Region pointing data

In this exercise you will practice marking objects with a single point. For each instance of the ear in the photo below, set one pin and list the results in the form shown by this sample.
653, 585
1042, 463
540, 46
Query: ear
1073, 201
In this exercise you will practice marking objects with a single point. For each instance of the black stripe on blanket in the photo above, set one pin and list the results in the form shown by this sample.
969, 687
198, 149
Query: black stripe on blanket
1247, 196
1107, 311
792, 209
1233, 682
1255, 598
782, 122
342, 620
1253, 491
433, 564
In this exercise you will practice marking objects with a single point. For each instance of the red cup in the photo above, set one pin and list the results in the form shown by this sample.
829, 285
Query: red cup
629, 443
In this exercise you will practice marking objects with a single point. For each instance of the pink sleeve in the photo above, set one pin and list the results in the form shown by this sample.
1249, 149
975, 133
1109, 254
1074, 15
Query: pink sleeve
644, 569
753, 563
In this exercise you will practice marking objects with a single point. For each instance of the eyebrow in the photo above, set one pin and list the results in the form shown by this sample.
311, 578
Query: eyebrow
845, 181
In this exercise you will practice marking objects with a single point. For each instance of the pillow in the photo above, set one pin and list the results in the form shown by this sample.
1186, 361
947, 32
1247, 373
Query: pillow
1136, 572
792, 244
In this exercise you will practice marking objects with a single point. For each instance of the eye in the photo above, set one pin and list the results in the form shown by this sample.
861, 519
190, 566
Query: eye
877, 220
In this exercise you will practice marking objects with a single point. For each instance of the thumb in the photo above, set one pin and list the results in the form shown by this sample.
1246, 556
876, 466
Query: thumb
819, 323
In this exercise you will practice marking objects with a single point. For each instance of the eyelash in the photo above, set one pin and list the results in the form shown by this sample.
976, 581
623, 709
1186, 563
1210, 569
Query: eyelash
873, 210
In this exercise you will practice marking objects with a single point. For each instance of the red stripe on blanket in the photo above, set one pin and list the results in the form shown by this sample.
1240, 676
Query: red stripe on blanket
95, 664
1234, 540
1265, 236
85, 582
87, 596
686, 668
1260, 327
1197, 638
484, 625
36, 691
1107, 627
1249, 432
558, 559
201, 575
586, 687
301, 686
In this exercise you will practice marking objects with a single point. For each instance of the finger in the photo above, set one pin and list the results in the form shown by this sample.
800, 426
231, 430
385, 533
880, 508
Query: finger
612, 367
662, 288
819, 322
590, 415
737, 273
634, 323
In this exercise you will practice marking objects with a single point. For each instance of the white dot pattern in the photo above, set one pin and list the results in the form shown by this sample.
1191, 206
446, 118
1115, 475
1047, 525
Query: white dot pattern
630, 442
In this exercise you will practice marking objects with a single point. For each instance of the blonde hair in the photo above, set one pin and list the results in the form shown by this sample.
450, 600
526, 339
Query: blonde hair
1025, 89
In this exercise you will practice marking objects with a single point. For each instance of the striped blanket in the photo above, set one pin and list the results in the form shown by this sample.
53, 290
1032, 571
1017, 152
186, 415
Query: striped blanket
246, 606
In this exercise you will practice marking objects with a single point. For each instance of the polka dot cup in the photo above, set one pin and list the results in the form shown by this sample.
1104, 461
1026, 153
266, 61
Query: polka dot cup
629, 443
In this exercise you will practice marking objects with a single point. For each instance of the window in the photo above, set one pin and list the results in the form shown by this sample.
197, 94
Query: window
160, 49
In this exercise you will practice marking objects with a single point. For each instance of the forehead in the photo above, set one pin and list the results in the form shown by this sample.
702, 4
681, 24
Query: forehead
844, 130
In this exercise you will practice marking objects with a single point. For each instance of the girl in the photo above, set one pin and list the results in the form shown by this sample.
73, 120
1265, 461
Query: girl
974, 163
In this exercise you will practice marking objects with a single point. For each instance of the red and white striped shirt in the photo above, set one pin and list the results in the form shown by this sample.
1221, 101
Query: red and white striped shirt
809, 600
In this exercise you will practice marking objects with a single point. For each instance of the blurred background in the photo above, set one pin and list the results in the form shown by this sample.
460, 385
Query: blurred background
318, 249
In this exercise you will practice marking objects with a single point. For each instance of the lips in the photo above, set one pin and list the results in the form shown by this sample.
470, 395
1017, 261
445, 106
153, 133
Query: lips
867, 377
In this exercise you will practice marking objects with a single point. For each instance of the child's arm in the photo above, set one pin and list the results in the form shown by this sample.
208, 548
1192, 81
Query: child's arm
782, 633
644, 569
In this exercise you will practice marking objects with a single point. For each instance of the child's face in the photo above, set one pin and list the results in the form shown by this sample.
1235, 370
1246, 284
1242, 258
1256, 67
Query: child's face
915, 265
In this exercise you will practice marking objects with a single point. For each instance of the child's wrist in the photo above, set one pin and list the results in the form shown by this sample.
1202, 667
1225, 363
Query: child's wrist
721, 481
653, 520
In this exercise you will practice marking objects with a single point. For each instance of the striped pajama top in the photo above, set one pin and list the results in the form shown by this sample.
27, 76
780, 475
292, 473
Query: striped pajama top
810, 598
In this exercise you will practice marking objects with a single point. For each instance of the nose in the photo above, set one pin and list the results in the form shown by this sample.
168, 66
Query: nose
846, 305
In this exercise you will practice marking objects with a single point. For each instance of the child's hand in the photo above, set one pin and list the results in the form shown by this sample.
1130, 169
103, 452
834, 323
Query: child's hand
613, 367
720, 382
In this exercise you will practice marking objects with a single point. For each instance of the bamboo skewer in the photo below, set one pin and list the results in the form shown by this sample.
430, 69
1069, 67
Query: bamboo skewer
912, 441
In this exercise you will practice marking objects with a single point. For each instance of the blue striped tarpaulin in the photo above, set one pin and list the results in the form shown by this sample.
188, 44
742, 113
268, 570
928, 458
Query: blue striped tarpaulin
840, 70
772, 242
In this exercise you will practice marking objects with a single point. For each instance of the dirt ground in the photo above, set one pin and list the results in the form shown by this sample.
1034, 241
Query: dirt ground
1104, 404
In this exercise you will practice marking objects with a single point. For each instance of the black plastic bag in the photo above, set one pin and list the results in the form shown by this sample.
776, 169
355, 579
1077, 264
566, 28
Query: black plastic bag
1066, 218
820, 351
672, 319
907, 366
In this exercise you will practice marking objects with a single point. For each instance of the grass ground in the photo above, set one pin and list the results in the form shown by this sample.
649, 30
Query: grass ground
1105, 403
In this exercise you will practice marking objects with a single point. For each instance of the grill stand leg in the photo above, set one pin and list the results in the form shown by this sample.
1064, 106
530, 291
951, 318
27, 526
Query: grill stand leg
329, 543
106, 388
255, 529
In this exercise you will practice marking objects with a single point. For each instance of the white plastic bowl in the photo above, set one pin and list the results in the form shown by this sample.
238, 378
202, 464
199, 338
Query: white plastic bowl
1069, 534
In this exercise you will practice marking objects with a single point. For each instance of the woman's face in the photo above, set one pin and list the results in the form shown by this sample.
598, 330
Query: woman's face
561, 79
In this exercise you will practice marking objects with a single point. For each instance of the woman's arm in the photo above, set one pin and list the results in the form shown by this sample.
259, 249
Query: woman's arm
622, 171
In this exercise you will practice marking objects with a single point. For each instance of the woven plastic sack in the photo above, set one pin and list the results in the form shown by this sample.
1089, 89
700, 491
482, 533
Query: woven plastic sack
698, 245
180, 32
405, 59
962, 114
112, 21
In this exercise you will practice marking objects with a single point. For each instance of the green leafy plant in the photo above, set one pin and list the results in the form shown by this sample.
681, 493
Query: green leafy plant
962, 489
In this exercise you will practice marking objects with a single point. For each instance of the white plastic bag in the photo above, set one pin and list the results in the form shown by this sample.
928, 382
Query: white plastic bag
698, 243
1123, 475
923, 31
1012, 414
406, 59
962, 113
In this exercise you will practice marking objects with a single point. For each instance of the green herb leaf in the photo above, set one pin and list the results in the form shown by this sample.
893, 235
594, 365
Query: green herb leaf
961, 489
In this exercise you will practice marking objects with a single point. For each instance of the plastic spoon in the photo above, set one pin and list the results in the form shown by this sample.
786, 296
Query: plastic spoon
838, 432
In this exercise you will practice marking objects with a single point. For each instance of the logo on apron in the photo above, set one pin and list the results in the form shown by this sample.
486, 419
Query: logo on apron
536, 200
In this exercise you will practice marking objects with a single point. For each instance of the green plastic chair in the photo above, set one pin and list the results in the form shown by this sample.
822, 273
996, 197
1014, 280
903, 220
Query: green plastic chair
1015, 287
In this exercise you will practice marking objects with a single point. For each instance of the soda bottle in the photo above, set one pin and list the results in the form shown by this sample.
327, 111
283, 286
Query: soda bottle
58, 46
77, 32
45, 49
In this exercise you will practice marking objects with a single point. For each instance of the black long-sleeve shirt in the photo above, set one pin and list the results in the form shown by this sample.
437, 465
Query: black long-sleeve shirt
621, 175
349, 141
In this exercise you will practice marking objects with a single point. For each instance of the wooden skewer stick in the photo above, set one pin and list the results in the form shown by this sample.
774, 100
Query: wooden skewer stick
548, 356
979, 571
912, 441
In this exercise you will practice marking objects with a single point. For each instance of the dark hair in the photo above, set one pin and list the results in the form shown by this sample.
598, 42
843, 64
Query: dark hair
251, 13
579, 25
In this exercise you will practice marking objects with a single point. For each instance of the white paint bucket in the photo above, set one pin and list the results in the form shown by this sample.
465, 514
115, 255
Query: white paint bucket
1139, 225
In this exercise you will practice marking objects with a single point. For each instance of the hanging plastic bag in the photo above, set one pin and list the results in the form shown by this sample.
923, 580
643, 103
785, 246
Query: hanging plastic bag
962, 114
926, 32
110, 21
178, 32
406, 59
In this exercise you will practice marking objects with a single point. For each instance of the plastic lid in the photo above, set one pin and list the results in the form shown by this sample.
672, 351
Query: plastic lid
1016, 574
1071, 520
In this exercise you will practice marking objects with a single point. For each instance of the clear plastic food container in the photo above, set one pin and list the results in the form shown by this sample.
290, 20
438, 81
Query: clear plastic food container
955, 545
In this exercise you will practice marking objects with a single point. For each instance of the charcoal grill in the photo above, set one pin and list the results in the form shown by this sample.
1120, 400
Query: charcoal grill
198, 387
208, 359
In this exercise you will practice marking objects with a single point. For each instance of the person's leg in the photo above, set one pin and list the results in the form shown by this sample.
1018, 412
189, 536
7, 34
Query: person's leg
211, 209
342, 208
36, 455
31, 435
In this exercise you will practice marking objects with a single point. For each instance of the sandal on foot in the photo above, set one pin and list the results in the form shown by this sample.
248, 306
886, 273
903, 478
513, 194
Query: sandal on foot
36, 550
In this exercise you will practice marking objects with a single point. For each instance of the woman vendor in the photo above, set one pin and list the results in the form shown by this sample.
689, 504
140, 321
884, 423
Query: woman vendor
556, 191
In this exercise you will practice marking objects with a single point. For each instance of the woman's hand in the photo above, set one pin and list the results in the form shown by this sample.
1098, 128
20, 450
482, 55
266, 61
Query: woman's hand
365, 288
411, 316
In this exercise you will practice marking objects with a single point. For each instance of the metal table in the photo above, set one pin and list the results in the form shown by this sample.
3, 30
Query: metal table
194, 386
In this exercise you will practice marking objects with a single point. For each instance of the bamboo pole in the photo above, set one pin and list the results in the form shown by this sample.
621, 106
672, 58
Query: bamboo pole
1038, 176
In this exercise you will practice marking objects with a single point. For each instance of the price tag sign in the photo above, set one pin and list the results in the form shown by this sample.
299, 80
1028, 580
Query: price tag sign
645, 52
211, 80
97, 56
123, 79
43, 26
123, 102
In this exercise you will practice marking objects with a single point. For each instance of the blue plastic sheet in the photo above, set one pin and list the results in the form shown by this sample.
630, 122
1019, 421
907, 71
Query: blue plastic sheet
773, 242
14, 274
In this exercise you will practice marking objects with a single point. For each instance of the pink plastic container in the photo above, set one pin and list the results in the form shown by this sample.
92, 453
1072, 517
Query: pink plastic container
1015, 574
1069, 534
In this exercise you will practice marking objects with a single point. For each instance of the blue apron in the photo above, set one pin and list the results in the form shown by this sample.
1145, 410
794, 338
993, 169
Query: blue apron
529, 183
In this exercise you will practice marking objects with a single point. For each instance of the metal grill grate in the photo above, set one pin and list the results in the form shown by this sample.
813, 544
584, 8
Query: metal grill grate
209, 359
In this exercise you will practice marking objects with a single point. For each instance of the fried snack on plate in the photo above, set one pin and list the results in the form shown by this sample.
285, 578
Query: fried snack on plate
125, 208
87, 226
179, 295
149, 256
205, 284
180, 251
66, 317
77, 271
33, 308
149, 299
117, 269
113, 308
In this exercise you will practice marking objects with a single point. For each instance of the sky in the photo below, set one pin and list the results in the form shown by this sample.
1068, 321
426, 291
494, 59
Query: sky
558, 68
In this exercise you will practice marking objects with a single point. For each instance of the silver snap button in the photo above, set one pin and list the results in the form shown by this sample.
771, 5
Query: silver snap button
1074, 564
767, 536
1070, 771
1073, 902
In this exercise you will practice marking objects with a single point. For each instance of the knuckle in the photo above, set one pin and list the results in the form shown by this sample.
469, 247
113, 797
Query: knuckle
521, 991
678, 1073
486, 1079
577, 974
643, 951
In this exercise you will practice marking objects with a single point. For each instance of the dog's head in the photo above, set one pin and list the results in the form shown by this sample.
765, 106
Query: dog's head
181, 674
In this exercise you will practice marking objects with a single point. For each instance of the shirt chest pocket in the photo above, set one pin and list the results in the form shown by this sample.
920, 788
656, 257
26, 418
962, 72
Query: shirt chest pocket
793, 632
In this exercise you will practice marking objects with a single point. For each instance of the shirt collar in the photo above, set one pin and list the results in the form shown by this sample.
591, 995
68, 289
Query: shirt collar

> [Directions for this task] Every line with "collar" in it should be copied from the entries above.

> [Response box]
In this exercise you will practice marking objects with a single point. For each instance of the shirt collar in the photo above, set one pin and list the results in the form shown by this sample.
Query: shirt collar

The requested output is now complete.